* START Text shown *

Re: [PATCH 4/9] perf c2c: Support data block and addr block

From: Arnaldo Carvalho de Melo
Date: Wed Feb 03 2021 - 15:22:26 EST


Em Tue, Feb 02, 2021 at 12:09:08PM -0800, kan.liang@xxxxxxxxxxxxxxx escreveu:
> From: Kan Liang <kan.liang@xxxxxxxxxxxxxxx>

Hey Joe, heads up on these new fields.

The whole thread is at:

https://lore.kernel.org/lkml/1612296553-21962-1-git-send-email-kan.liang@xxxxxxxxxxxxxxx/

The kernel cset introducing the support:

"perf/x86/intel: Add perf core PMU support for Sapphire Rapids"
https://git.kernel.org/pub/scm/linux/kernel/git/tip/tip.git/commit/?h=perf/core&id=61b985e3e775a3a75fda04ce7ef1b1aefc4758bc

Cheers,

- Arnaldo

> perf c2c is also a memory profiling tool. Apply the two new data source
> fields to perf c2c as well.
>
> Extend perf c2c to display the number of loads which blocked by data or
> address conflict.
>
> Signed-off-by: Kan Liang <kan.liang@xxxxxxxxxxxxxxx>
> ---
> tools/perf/builtin-c2c.c | 3 +++
> tools/perf/util/mem-events.c | 6 ++++++
> tools/perf/util/mem-events.h | 2 ++
> 3 files changed, 11 insertions(+)
>
> diff --git a/tools/perf/builtin-c2c.c b/tools/perf/builtin-c2c.c
> index c5babea..4de49ae 100644
> --- a/tools/perf/builtin-c2c.c
> +++ b/tools/perf/builtin-c2c.c
> @@ -2111,6 +2111,8 @@ static void print_c2c__display_stats(FILE *out)

* END Text shown *
* START Raw data *

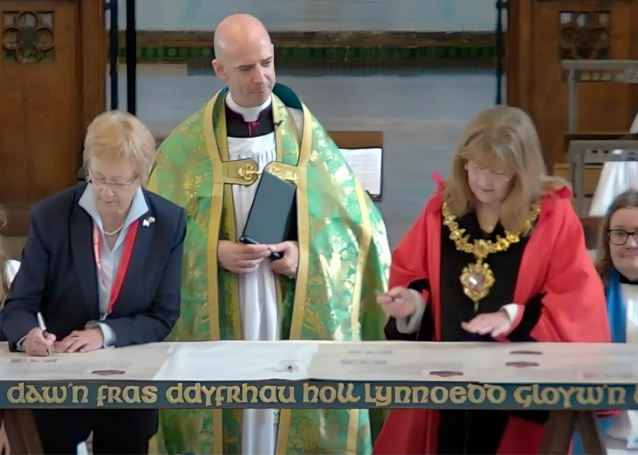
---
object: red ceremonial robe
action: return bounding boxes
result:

* END Raw data *

■ **Work instructions**
1. In the perf c2c message, how many files does the patch change, and how many insertions does it make?
2. What is the Spanish translation of this sentence from the perf c2c message: "perf c2c is also a memory profiling tool."?
3. Write what comes next in the perf c2c message, starting after the hunk header for builtin-c2c.c.
None of the data is needed here.

■ **Responses per task**
1. Three files, with 11 insertions.

2. perf c2c también es una herramienta de perfilado de memoria.

3.
> fprintf(out, " Load MESI State Exclusive : %10d\n", stats->ld_excl);
> fprintf(out, " Load MESI State Shared : %10d\n", stats->ld_shared);
> fprintf(out, " Load LLC Misses : %10d\n", llc_misses);
> + fprintf(out, " Load access blocked by data : %10d\n", stats->blk_data);
> + fprintf(out, " Load access blocked by address : %10d\n", stats->blk_addr);
> fprintf(out, " LLC Misses to Local DRAM : %10.1f%%\n", ((double)stats->lcl_dram/(double)llc_misses) * 100.);
> fprintf(out, " LLC Misses to Remote DRAM : %10.1f%%\n", ((double)stats->rmt_dram/(double)llc_misses) * 100.);
> fprintf(out, " LLC Misses to Remote cache (HIT) : %10.1f%%\n", ((double)stats->rmt_hit /(double)llc_misses) * 100.);
> @@ -2139,6 +2141,7 @@ static void print_shared_cacheline_info(FILE *out)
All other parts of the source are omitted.